§ **Part of a data file**:

====

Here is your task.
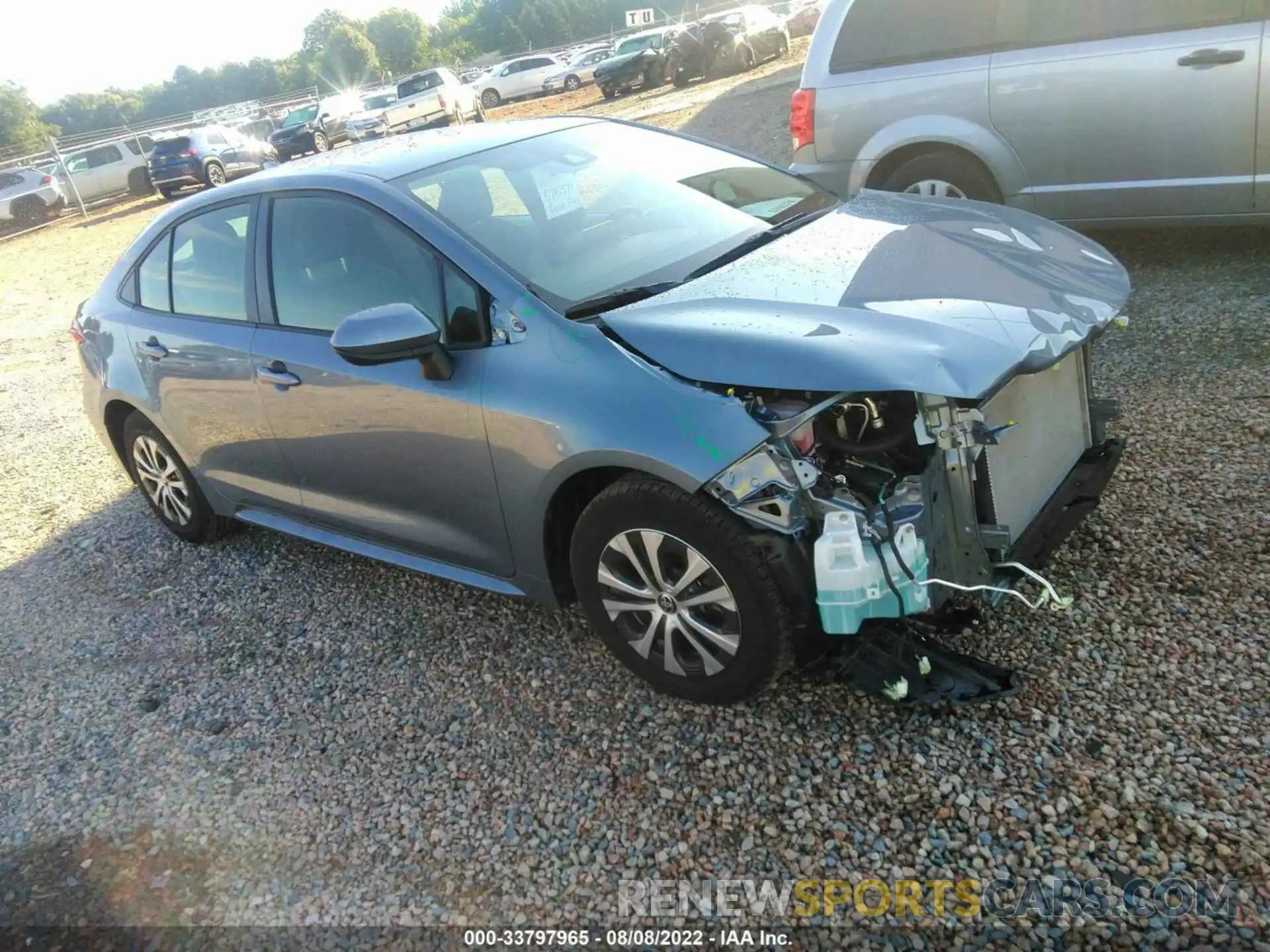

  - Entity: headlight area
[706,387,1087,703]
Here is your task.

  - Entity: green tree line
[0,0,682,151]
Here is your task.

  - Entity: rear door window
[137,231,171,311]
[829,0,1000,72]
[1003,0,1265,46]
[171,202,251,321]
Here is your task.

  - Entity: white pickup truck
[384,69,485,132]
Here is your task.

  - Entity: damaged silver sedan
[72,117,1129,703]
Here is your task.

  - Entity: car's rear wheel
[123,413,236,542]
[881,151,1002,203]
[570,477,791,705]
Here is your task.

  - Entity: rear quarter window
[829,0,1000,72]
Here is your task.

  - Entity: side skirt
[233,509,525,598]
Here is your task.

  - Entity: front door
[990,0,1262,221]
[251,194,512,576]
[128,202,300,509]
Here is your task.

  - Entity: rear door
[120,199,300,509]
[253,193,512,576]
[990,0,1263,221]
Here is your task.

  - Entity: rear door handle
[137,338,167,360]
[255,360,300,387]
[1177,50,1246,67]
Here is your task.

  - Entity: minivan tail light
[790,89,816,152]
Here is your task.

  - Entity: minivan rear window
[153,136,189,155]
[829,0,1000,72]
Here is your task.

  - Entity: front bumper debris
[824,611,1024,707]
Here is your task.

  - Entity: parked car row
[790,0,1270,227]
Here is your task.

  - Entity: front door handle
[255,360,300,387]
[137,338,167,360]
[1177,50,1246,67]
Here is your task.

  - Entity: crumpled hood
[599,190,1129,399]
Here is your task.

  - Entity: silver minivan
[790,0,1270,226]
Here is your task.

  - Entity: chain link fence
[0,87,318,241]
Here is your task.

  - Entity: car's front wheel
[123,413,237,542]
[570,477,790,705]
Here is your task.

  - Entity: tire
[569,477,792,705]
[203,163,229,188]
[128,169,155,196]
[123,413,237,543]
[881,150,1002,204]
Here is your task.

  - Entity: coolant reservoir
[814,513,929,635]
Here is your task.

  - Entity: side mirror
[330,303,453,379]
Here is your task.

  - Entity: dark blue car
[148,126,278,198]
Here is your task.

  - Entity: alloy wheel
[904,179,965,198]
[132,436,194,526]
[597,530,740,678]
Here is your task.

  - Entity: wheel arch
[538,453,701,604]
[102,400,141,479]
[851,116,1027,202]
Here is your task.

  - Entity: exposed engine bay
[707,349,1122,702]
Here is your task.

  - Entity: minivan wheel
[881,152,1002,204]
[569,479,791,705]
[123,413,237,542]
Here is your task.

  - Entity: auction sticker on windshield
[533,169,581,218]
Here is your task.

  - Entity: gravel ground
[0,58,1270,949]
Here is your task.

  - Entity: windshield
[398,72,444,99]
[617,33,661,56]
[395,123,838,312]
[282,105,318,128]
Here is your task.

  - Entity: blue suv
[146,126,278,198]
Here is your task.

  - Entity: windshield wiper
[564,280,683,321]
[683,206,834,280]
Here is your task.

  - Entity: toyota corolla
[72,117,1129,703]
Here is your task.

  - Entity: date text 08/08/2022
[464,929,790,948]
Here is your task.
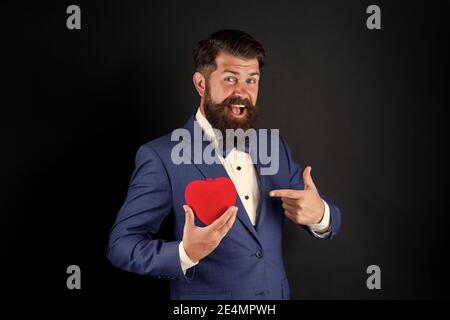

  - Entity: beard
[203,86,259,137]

====

§ **DIRECTIONS FOR THIS TASK**: From the items above, pull out every line that contains the string "handle". Matching is case-sensitive.

§ **SOLUTION FOR THIS EXERCISE**:
  - Entity: rear door handle
  - Entity: front door handle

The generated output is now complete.